**Stated exercise:**
Could you copy exactly the lines from the one containing "cloud in the photo above." through the last line of the records below, leaving out any pictures?
=-=-=-=-=
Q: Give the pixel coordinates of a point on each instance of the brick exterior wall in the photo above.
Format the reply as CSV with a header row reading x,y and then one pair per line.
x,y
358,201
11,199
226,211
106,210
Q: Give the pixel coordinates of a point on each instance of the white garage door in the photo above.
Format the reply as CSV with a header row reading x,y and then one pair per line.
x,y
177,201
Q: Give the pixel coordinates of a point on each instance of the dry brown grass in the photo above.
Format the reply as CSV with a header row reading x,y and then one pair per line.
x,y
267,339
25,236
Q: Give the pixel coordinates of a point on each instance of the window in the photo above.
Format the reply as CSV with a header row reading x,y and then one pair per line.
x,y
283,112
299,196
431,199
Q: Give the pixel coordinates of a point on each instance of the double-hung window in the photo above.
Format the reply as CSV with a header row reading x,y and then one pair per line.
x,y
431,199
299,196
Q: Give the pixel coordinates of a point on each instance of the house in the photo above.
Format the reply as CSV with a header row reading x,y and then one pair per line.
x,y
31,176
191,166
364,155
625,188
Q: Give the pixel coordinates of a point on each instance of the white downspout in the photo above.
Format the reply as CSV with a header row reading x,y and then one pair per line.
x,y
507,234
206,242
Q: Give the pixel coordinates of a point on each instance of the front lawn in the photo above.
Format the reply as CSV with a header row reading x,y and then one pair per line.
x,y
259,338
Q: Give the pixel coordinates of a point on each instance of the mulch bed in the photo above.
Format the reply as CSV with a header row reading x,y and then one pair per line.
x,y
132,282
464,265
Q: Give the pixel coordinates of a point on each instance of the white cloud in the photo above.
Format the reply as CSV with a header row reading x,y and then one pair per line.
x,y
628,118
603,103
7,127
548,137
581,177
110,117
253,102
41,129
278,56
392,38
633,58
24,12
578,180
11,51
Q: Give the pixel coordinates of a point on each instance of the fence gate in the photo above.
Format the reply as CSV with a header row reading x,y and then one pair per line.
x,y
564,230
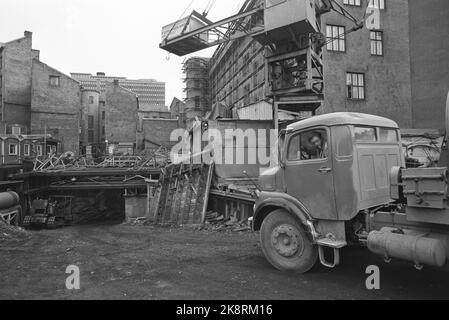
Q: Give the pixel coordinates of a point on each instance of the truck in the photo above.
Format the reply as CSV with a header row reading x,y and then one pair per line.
=-=-=-=-=
**Completed task:**
Q: Give the pixel coordinates of a point on each instance of the white cloud in the photo above.
Format the reply as CSV with a header row reading x,y and then one pair per line.
x,y
628,118
603,103
7,127
548,137
581,177
110,117
253,102
41,129
278,56
392,38
633,58
24,12
578,180
11,51
Q: Give the pixel coordinates of a point on each instance of the fence gate in the photo above.
Format the reply as CSV with a header row reading x,y and then one pair per line.
x,y
564,230
Q: Give the pixel coordinates of a point on each instance of the truck in the photo above.
Format the reply as CSV with a header row reading x,y and then one pair per line.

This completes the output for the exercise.